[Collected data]
=-=-=
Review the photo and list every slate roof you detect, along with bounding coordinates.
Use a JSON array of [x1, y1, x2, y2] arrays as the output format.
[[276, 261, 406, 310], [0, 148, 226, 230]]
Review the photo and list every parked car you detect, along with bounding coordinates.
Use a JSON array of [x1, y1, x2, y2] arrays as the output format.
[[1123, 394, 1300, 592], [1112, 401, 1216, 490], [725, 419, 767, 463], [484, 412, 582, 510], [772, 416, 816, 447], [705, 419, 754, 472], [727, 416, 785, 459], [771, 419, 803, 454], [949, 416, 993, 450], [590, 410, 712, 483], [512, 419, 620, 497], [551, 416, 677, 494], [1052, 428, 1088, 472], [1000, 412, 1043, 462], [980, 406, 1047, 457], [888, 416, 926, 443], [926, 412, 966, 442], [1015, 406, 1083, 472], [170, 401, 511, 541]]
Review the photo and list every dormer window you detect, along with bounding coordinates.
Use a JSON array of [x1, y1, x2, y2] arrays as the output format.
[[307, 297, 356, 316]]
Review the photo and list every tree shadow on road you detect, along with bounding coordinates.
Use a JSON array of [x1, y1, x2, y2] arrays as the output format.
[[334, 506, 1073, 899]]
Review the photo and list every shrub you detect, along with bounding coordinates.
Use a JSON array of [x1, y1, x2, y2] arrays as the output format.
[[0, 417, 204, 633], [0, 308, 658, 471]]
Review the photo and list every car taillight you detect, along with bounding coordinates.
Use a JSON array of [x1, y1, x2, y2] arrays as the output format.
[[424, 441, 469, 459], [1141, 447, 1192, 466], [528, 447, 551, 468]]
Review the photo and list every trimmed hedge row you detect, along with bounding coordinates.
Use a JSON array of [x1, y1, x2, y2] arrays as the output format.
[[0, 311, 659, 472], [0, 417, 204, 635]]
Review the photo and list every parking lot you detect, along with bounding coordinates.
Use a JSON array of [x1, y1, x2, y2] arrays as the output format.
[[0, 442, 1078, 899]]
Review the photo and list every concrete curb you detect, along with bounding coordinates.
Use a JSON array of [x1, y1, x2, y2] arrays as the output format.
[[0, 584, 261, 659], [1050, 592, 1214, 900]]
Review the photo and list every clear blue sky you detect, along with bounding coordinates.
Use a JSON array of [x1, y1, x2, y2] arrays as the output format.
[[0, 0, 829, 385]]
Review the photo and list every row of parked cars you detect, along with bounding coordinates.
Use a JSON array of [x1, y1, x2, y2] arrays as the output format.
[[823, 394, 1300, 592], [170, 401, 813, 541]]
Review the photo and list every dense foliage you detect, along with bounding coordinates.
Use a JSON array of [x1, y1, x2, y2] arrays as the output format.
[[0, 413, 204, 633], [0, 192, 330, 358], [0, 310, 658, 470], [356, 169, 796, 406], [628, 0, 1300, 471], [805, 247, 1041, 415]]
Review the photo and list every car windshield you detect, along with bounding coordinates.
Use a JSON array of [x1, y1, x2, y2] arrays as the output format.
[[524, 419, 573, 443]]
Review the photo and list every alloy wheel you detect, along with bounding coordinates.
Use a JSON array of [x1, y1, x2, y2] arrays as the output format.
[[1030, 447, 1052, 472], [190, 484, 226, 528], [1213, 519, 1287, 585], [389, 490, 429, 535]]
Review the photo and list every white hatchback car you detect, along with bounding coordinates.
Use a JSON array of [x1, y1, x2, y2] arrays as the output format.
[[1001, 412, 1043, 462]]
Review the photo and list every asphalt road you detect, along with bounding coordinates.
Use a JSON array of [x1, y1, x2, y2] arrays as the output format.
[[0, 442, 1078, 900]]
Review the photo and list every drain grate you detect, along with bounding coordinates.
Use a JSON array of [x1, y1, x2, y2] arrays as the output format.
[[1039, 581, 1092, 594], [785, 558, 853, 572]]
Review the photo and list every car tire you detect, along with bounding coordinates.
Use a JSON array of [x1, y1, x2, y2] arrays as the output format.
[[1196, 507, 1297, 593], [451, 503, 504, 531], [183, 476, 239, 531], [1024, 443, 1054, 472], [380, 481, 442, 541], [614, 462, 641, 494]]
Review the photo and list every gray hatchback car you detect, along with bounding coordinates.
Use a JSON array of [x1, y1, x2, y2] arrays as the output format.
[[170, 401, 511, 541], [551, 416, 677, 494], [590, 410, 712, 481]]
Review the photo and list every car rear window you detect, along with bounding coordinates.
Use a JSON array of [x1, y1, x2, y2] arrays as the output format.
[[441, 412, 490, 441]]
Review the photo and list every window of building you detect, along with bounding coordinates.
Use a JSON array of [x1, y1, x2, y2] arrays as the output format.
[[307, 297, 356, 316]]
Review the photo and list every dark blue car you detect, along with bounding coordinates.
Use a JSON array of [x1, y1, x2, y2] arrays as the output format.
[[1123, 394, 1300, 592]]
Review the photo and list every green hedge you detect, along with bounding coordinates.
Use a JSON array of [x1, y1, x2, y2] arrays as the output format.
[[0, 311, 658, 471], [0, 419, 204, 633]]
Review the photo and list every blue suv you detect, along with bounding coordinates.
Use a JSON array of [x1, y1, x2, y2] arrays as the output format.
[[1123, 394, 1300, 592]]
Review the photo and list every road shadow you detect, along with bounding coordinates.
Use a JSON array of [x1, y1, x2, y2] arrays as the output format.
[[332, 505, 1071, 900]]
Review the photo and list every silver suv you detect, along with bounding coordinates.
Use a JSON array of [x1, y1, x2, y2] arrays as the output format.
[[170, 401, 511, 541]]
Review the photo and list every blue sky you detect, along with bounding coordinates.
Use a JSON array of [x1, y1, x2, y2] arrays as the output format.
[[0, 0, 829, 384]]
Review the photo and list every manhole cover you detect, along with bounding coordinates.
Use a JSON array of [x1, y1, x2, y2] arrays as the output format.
=-=-=
* [Goal]
Scale the listing starting with the line containing "Review the photo and list every car tire" and going on through the line containing "462, 641, 494]]", and give only those lines again, request lines included. Multiply every bounding box coordinate in the answers by 1.1 and round to whole numbers, with halves rounded up.

* [Answer to the task]
Review the photo and list every car tire you detect, along with bounding coordinates.
Use a JSON array of [x1, y1, x2, y2] arrays as the output format.
[[1316, 558, 1427, 652], [496, 553, 554, 584], [201, 524, 263, 584], [1126, 487, 1159, 519], [418, 529, 486, 595], [675, 508, 705, 543]]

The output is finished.